### INPUT MATERIAL

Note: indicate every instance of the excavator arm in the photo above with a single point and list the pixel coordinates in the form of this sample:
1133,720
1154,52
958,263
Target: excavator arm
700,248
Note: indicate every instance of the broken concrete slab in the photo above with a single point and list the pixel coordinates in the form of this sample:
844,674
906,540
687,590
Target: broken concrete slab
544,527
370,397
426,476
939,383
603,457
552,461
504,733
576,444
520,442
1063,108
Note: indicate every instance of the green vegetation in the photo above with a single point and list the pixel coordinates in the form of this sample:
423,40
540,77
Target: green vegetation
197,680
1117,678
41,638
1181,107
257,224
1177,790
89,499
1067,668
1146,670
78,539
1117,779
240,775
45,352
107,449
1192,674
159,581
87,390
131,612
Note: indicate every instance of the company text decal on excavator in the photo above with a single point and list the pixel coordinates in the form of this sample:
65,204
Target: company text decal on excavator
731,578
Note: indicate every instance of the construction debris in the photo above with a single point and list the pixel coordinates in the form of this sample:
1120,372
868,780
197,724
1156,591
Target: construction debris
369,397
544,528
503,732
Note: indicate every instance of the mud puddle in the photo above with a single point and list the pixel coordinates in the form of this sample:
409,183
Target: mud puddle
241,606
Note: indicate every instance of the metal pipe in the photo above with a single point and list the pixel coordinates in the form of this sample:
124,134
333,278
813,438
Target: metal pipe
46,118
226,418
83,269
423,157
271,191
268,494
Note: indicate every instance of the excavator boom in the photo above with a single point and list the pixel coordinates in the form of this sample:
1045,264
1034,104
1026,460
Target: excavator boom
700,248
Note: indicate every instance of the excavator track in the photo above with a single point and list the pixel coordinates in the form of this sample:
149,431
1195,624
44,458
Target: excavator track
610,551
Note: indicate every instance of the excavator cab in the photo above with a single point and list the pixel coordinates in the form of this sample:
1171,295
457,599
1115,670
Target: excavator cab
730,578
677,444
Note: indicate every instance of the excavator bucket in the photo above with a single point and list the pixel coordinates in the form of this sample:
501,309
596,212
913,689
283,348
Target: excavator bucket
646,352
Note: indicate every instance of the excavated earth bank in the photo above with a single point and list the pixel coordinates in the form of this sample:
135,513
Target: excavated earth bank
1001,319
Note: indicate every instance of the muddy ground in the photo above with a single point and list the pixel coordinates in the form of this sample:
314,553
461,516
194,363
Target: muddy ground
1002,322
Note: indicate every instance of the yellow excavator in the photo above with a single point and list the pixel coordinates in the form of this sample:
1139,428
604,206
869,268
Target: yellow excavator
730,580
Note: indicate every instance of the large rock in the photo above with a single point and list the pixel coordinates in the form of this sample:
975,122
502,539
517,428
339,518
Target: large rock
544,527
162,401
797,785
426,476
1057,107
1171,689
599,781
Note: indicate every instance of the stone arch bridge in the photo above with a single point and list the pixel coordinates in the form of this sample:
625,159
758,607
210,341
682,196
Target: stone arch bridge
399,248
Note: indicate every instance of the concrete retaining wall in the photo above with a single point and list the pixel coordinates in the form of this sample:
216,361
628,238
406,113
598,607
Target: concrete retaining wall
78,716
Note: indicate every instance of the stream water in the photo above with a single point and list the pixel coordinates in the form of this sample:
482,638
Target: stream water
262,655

######

• _DIRECTIONS_: Starting at the line that contains "Target: large rock", copy each line through the last one in the records, exactly, and output nothing else.

• _RESPONSE_:
Target: large rock
544,527
162,401
797,785
426,476
1057,107
1171,689
599,781
Note: indicate every instance of the stone arch bridge in the photo above with a single point and list the pixel coordinates in the form of this sample:
625,159
758,607
210,341
682,196
Target: stone arch bridge
399,248
Note: indicate every instance of the concrete retaining wall in the photo above with a single point and list the pixel coordinates in the form of this sample:
216,361
628,238
406,113
598,607
Target: concrete retaining wall
78,716
Note: indicate every instance of the stream water in the photo above with a single point and list the pixel coordinates in the form of this sample:
482,638
Target: stream water
262,655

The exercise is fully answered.